▶ AUFGABENLISTE
- 1) Welche Kriterien nennt der Text zum Unwort des Jahres für Begriffe, auf die die Gesellschaft für deutsche Sprache aufmerksam macht? Zähle alle auf.
- 2) Kannst du im Text zum Unwort des Jahres den Absatz, der mit „Der Ausdruck steht prototypisch dafür“ beginnt, als kurze Liste zusammenfassen und dabei seine wichtigsten Aussagen erhalten?

▶ TEXTAUSZUG
----
Die Gesellschaft für deutsche Sprache macht seit 21 Jahren auf Begriffe der öffentlichen Kommunikation aufmerksam, die gegen das Prinzip der Menschenwürde oder das Prinzip der Demokratie verstoßen, die einzelne gesellschaftliche Gruppen diskriminieren oder die euphemistisch, verschleiernd oder irreführend sind. Um zu sprachkritischer Reflexion aufzufordern, kürt sie jährlich ein Unwort.
GANZE BEVÖLKERUNGSGRUPPEN WERDEN AUF EIN IMBISSGERICHT REDUZIERT
Zum Unwort des Jahres 2011 wurde der Bgriff „Döner-Morde“ gekürt, mit dem Polizei und Medien die von der rechtsextremen Terrorzelle Nationalsozialistischer Untergrund (NSU) verübten Morde bezeichneten. In ihrer Begründung erklärte die Jury:
Der Ausdruck steht prototypisch dafür, dass die politische Dimension der Mordserie jahrelang verkannt oder willentlich ignoriert wurde: Die Unterstellung, die Motive der Morde seien im kriminellen Milieu von Schutzgeld- und/oder Drogengeschäften zu suchen, wurde mit dieser Bezeichnung gestützt. Damit hat Döner-Mord(e) über Jahre hinweg die Wahrnehmung vieler Menschen und gesellschaftlicher Institutionen in verhängnisvoller Weise beeinflusst.
----
▶ AUSGELESENE DATENSÄTZE
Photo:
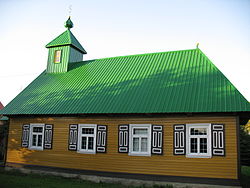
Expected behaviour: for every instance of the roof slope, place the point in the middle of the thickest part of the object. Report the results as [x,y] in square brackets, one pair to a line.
[66,38]
[167,82]
[1,106]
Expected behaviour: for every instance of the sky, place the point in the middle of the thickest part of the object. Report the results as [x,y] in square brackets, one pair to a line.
[114,28]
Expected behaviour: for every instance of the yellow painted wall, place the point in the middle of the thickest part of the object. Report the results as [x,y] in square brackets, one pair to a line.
[166,164]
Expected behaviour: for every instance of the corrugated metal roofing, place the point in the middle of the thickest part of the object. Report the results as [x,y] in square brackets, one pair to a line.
[167,82]
[66,38]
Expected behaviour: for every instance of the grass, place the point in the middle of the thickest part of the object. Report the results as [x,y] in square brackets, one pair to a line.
[16,179]
[245,176]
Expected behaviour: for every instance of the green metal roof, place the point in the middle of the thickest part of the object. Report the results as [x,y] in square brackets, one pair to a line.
[66,38]
[167,82]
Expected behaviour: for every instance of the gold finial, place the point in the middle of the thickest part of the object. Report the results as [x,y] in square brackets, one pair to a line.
[197,45]
[70,10]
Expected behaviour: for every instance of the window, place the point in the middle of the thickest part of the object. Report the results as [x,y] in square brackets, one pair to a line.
[198,140]
[36,136]
[57,57]
[87,138]
[140,139]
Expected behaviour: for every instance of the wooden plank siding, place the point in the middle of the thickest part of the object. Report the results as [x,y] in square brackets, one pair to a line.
[112,161]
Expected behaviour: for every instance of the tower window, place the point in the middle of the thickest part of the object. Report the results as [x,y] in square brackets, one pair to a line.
[57,58]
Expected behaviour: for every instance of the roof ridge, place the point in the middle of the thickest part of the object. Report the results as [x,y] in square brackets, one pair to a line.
[132,55]
[150,53]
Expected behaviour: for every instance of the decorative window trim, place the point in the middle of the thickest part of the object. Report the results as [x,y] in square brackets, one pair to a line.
[157,140]
[131,127]
[31,136]
[123,138]
[179,142]
[55,56]
[218,139]
[208,136]
[80,126]
[101,139]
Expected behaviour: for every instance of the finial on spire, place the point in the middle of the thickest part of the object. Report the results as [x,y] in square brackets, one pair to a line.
[197,45]
[68,24]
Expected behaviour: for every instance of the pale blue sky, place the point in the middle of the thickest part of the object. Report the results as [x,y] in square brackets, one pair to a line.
[115,27]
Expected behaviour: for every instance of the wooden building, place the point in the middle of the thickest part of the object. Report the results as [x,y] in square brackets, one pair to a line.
[169,116]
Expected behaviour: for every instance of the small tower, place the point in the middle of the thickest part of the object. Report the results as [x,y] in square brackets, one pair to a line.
[63,50]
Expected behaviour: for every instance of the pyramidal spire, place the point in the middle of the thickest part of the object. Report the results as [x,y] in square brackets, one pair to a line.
[69,24]
[63,50]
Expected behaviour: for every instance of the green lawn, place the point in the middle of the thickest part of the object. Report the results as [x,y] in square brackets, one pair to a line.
[15,179]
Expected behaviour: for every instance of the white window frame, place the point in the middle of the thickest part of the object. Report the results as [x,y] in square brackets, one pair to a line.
[208,136]
[86,151]
[57,57]
[32,125]
[131,136]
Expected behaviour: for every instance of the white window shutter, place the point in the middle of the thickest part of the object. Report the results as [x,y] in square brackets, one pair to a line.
[123,138]
[101,139]
[48,136]
[179,140]
[218,140]
[25,135]
[73,137]
[157,140]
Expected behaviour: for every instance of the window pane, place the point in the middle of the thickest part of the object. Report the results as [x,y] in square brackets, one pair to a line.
[135,144]
[84,142]
[37,129]
[198,131]
[193,142]
[90,143]
[144,144]
[57,56]
[39,140]
[203,145]
[34,140]
[140,131]
[87,130]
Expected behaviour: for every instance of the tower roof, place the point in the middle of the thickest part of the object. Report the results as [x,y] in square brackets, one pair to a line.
[66,38]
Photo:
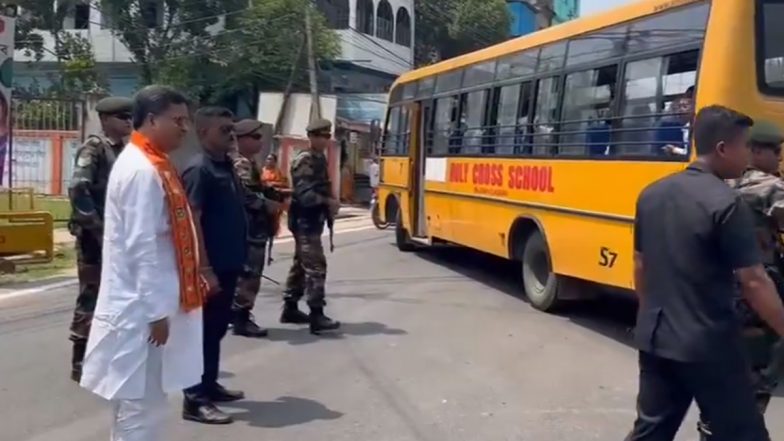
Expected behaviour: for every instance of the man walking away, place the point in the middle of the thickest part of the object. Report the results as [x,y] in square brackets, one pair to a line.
[692,236]
[215,194]
[145,339]
[312,203]
[87,192]
[260,213]
[763,191]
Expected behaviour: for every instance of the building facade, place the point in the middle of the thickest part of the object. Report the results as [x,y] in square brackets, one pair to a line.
[376,40]
[531,15]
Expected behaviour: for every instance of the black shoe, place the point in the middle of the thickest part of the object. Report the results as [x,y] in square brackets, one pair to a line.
[77,358]
[204,412]
[220,394]
[246,327]
[292,314]
[320,322]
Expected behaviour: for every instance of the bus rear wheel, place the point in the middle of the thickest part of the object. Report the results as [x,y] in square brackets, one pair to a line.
[402,239]
[539,281]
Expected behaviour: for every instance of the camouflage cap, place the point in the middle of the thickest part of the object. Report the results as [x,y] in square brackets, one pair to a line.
[766,132]
[247,127]
[319,125]
[114,105]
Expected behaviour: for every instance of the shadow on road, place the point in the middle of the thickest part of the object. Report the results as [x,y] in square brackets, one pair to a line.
[301,336]
[283,412]
[612,314]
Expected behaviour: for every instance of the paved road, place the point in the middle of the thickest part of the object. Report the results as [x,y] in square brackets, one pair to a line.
[436,346]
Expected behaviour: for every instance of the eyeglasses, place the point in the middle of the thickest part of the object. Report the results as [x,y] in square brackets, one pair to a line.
[256,136]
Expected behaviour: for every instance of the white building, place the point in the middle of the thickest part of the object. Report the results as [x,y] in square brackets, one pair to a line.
[377,45]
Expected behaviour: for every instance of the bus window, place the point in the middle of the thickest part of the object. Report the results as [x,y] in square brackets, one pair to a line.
[404,131]
[474,117]
[523,129]
[597,46]
[657,107]
[587,120]
[552,57]
[771,39]
[446,109]
[683,26]
[506,120]
[391,131]
[546,117]
[640,105]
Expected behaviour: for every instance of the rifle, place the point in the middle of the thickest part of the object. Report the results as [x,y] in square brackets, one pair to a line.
[331,226]
[278,196]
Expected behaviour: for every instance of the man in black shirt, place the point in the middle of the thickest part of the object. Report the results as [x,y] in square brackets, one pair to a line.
[693,237]
[217,200]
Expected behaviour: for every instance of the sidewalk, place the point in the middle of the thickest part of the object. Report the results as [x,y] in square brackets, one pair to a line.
[63,237]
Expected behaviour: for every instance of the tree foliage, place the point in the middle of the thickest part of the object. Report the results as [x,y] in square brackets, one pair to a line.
[448,28]
[75,70]
[256,51]
[153,35]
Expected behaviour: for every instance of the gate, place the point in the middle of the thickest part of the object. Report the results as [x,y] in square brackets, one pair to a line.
[38,155]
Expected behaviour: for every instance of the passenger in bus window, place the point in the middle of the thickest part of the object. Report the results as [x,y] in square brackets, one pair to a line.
[673,133]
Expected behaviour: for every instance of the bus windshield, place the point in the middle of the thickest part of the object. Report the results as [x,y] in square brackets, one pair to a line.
[772,45]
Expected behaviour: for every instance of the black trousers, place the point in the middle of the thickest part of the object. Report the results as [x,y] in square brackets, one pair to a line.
[217,316]
[722,389]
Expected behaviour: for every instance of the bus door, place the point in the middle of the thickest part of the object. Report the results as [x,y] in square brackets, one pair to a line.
[421,124]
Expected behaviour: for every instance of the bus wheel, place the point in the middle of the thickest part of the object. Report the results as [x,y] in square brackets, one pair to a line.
[402,239]
[539,281]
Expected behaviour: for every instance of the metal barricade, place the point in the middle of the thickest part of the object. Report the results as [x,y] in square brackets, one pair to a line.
[25,238]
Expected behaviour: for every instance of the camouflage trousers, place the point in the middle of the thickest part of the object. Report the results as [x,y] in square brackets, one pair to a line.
[308,272]
[88,261]
[250,279]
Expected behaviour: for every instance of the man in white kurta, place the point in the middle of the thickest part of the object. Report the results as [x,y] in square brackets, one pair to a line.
[140,286]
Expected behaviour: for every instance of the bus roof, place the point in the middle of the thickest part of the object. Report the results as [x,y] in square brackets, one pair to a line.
[560,32]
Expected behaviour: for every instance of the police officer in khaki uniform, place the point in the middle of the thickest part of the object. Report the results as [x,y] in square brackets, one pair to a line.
[87,193]
[260,212]
[312,204]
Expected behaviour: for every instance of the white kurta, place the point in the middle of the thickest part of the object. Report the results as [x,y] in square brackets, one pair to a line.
[139,285]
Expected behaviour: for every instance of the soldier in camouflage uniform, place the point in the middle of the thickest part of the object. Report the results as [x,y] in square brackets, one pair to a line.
[763,190]
[259,211]
[87,193]
[311,205]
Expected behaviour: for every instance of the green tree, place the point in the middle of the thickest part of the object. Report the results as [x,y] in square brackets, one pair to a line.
[256,52]
[154,31]
[76,71]
[448,28]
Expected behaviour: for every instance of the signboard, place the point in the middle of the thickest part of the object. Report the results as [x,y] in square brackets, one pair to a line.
[6,77]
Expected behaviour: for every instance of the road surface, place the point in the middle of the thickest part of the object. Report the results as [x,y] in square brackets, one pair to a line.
----
▶ LÖSUNGEN
- 1)
- Sie verstoßen gegen das Prinzip der Menschenwürde.
- Sie verstoßen gegen das Prinzip der Demokratie.
- Sie diskriminieren einzelne gesellschaftliche Gruppen.
- Sie sind euphemistisch.
- Sie sind verschleiernd.
- Sie sind irreführend.

- 2)
- Der Ausdruck steht beispielhaft dafür, dass die politische Dimension der Mordserie jahrelang verkannt oder bewusst ignoriert wurde.
- Er stützte die Unterstellung, die Motive seien im kriminellen Milieu von Schutzgeld- und/oder Drogengeschäften zu suchen.
- Dadurch beeinflusste er über Jahre die Wahrnehmung vieler Menschen und gesellschaftlicher Institutionen in verhängnisvoller Weise.